[Data extracted from a collection]
++++++++++++++++++++

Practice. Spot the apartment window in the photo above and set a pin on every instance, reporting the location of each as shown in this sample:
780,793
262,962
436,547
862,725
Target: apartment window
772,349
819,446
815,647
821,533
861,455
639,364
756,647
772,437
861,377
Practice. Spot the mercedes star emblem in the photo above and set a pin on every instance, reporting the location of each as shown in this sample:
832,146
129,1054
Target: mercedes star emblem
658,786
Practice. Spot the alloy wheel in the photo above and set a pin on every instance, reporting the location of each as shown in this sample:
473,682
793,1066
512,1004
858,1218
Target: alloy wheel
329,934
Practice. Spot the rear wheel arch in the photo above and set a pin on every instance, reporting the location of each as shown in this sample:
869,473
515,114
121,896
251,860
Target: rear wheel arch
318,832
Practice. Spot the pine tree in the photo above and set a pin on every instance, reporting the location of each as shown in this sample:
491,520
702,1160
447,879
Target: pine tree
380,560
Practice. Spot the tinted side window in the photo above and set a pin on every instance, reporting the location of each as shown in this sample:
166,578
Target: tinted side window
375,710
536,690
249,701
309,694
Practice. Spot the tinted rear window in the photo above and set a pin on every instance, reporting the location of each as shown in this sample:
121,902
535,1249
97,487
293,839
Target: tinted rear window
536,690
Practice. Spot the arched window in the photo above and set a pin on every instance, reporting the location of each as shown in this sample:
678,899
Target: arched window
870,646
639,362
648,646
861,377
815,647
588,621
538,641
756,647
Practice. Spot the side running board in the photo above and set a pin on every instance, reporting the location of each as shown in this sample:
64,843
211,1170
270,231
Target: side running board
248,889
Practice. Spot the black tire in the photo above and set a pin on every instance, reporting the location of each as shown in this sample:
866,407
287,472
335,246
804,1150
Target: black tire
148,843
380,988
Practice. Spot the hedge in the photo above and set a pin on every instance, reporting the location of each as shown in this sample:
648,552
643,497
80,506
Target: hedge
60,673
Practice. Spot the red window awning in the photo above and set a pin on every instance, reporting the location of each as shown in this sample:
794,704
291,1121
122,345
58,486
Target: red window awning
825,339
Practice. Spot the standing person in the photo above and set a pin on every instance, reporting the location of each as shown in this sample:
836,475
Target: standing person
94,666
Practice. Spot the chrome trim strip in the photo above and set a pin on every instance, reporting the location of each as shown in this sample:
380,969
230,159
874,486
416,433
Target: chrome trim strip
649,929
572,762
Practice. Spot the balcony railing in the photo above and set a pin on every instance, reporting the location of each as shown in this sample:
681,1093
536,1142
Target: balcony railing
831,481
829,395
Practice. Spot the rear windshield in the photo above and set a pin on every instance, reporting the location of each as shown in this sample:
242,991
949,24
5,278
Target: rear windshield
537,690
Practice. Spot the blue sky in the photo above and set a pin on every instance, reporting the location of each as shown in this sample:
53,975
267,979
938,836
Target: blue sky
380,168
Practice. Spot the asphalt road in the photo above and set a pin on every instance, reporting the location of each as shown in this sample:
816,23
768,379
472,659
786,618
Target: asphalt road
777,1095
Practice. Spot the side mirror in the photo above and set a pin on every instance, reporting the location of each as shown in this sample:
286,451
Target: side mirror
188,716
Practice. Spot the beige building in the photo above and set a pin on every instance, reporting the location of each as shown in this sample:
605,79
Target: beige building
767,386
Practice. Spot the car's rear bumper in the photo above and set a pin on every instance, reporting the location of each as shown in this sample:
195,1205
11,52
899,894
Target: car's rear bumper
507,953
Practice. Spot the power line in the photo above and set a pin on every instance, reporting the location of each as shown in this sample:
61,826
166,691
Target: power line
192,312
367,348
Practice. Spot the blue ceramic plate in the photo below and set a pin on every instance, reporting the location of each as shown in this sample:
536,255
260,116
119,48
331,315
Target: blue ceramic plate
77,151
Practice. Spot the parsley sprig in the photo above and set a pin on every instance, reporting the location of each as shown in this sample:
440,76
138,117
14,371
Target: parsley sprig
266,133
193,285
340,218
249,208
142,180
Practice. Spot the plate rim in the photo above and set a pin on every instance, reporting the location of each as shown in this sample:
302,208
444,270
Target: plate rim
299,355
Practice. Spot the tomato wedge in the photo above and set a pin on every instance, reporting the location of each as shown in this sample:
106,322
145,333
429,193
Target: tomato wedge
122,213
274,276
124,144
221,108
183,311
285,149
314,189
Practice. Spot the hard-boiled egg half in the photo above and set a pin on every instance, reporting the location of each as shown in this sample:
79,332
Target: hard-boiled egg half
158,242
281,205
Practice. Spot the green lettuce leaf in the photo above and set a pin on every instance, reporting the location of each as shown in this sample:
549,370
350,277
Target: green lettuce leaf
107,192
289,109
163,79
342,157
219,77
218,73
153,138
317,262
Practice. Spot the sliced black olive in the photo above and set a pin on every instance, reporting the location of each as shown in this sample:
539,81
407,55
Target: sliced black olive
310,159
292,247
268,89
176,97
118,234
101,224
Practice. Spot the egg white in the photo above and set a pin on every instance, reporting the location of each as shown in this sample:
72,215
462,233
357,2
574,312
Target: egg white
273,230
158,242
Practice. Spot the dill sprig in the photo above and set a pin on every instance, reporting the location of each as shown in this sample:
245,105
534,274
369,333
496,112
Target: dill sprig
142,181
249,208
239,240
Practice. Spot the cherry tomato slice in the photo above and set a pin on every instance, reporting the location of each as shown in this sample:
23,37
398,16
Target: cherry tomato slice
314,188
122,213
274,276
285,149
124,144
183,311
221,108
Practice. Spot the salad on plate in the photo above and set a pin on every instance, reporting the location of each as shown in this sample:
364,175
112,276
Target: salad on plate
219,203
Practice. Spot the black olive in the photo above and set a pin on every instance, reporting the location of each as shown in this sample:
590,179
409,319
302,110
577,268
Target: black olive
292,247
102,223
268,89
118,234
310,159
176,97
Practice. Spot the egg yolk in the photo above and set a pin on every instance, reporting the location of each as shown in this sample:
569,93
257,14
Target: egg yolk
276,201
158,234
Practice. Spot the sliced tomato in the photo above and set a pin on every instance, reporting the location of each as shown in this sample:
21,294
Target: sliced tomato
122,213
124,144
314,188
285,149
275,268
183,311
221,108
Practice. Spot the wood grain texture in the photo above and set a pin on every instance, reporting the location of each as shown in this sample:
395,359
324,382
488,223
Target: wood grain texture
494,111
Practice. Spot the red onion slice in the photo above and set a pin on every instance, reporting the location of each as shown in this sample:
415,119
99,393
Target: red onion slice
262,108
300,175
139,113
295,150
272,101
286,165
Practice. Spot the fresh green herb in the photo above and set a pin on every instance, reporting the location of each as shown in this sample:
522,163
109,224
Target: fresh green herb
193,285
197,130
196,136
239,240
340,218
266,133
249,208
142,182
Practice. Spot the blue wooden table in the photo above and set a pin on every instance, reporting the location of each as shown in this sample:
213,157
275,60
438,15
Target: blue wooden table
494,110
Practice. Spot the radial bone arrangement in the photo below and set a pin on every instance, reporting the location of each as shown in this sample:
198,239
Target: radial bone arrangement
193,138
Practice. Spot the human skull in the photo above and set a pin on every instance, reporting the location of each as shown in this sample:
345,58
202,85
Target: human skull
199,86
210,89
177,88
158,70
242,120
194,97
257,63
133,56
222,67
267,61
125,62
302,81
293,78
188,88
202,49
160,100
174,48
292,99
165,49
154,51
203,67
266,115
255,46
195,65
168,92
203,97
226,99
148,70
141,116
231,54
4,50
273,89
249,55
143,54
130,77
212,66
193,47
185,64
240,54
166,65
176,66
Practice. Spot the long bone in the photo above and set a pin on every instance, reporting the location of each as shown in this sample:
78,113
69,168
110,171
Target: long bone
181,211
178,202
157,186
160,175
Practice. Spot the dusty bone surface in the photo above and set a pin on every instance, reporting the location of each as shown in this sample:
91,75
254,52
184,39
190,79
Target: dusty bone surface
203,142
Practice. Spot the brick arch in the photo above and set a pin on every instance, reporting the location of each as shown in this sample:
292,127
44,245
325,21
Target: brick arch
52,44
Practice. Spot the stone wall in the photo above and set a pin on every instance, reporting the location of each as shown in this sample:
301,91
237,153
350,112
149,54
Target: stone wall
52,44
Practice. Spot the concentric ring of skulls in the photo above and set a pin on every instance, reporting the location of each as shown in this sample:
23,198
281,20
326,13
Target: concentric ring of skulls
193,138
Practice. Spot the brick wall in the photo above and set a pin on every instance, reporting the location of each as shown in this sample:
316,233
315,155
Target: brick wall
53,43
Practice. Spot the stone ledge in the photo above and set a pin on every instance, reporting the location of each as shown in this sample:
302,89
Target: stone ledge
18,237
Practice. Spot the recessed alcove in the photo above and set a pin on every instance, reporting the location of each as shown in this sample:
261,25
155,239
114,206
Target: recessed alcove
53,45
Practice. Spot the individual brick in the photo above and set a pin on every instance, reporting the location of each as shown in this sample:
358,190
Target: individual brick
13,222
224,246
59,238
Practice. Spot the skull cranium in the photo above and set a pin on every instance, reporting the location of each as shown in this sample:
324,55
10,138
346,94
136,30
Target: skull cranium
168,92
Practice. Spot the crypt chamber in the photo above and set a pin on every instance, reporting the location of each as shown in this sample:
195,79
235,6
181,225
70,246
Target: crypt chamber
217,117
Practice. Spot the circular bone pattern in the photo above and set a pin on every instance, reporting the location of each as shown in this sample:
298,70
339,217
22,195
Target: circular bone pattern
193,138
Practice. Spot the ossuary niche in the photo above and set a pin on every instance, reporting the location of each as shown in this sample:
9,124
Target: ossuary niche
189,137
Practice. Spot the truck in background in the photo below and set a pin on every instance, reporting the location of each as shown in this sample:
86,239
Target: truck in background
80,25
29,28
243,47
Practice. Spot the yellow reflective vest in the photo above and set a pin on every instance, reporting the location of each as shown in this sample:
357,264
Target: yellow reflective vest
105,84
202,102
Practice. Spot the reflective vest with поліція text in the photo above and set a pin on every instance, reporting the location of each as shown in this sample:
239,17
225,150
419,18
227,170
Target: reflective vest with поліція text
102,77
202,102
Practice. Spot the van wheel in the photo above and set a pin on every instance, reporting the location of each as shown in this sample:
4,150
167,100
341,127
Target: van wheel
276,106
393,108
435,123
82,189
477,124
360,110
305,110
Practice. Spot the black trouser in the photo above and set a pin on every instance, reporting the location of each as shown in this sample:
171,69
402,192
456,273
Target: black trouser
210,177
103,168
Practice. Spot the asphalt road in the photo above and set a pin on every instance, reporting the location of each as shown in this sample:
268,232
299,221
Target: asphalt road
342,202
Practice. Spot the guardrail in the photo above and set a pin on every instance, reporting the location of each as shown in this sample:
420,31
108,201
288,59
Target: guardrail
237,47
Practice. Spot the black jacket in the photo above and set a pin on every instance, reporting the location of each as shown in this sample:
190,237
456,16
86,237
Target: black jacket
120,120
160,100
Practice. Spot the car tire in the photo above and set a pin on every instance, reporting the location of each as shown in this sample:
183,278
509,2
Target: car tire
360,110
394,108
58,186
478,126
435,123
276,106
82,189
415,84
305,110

++++++++++++++++++++

— GIVEN TASK —
Output an exact copy of the lines beginning at the one that holds "Practice. Spot the circular" and running through the final line of the records.

— RESULT —
Practice. Spot the circular bone pattern in the photo above and set a pin on every instance, reporting the location of each as shown in this sample:
298,70
339,217
22,195
Target: circular bone pattern
193,138
Practice. Spot the ossuary niche in the photo above and set a pin on every instance, reporting the location of each as shown in this sample:
9,124
Target: ossuary niche
189,137
Practice. Spot the truck in background in the photo below and set a pin on every instance, reporting the location of each as shown in this sample:
86,239
Target: truck in background
80,25
29,28
243,47
Practice. Spot the yellow reflective vest in the photo above and set a pin on every instance, reporting the location of each as shown in this sample:
357,264
Target: yellow reflective vest
105,84
202,102
Practice. Spot the reflective vest with поліція text in the photo above and set a pin on every instance, reporting the location of each as shown in this sample:
239,17
225,150
419,18
227,170
Target: reflective vest with поліція text
102,77
202,102
Practice. Spot the van wheel in the photo above and set a pin on every instance, reporting the location of each as shown in this sample:
4,150
167,100
341,127
Target: van wheel
276,106
393,108
435,123
82,189
477,124
360,110
305,110
Practice. Spot the black trouser in the photo above and set a pin on every instance, reporting the location of each as shown in this sample:
171,69
402,192
456,273
Target: black trouser
210,177
103,168
Practice. Spot the asphalt road in the photo above and set a pin on every instance, reporting the location of each as shown in this sample:
268,232
299,221
Target: asphalt road
342,202
Practice. Spot the guardrail in the photo above and set a pin on every instance, reporting the location of each as shown in this sample:
420,31
108,201
288,59
Target: guardrail
237,47
Practice. Spot the black jacket in the photo above and set a pin on every instance, reporting the location of each as shown in this sample:
190,237
456,16
86,237
Target: black jacket
120,120
160,100
Practice. Spot the car tire in the photo above and set a pin on every instance, reporting the location of each as shown in this sample:
183,278
509,2
Target: car tire
360,110
394,108
58,186
478,126
435,123
276,106
82,189
415,84
305,110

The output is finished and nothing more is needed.